━━ PAGE TEXT ━━

In 2025 Waldman began calling games with Dave Sims, following Sterling's retirement.

Waldman also hosts the Yankees pre-game show on WFAN.

Her long association with the Yankees has earned her the nickname "Ma Pinstripe" from New York Daily News writer Bob Raissman.

===Controveries===
====George Bell incident====
At the start of the 1987 Major League Baseball season, Toronto Blue Jays outfielder George Bell was not talking to the New York media, thinking they had cost him the Most Valuable Player award the year earlier. He broke his silence after a win at Yankee Stadium, and the regular beat writers hurriedly gathered around his locker. New on the beat (women had just recently been allowed access to the locker room), Waldman joined the group; Bell immediately started screaming at her in Spanish and English.

"There was a deathly silence. I think the other writers were shocked, but I also think they still resented me more than a bit, and they certainly didn't want to lose this interview," she recalled on a radio show. "At the time, I was a little less tough than I am now. Tears welled up in my eyes and I said I better get out of there."

As she rushed to leave, Bell's teammate Jesse Barfield called out to her: "Suzyn, I went three for four today. Don't you want to ask me any questions?" Waldman and Barfield became friends and have remained close since then.

====Yogi Berra–George Steinbrenner feud====
In 1985, Yankees owner George Steinbrenner sent his general manager, Clyde King, to fire manager Yogi Berra. This greatly angered Berra because in his previous firings, Steinbrenner had personally delivered the news. Berra vowed not to visit Yankee Stadium and not to participate in any Yankee function as long as George Steinbrenner was the owner of the Yankees.

In 1999, Waldman helped arrange a meeting between the two men that brought an end to the 14-year feud. Yogi returned on Opening Day of the 1999 season, a day also designated as "Joe DiMaggio Day."

====Roger Clemens====
On May 6, 2007, Roger Clemens appeared at Yankee Stadium to announce his return to the team that season. The surprise announcement, which caught Waldman offguard, resulted in an extremely excited, raw reaction on-air, where she exclaimed "Roger Clemens is in George's box!" Waldman was lampooned by radio hosts such as Opie and Anthony for her over-the-top reaction.

━━━
━━ SOURCE INFORMATION ━━

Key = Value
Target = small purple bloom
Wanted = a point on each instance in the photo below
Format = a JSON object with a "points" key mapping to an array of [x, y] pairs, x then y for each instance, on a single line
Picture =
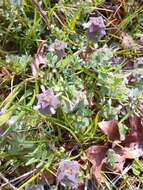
{"points": [[141, 39], [47, 102], [140, 61], [95, 28], [67, 173], [58, 47], [117, 60]]}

━━━

Continue the text about Waldman's career with the Yankees, beginning right after its last sentence.

====Tears on air====
Later that year, after the Yankees lost to the Cleveland Indians in Game 5 of the 2007 American League Division Series, Waldman cried while covering Joe Torre's postgame press conference. Criticized for what was described in many media outlets as "unprofessional", Waldman defended her emotions, pointing to the bond she shared with Torre as cancer survivors.

==Awards and honors==
Waldman and Sterling were jointly inducted into the New York State Broadcasters Association Hall of Fame in 2016. That same year, she was honored with a plaque by the Yankees for 30 years covering the franchise.

She received an honorary Doctor of Journalism from Simmons University in May 2021. She was selected for induction into the Radio Hall of Fame on July 25, 2022. In 2024, she was given the Gracies Lifetime Achievement Award from the Alliance for Women in Media Foundation.

Waldman and Sterling were honored in a few stadium giveaways in the 2020s. In 2022, the Yankees released a talking bobblehead of them. In 2023, the team released a "John & Suzyn" t-shirt, and in celebration of the duo's 20th anniversary together, the team featured them on another commemorative t-shirt that contained the phrase, "That's baseball Suzyn", one of Sterling's popular phrases.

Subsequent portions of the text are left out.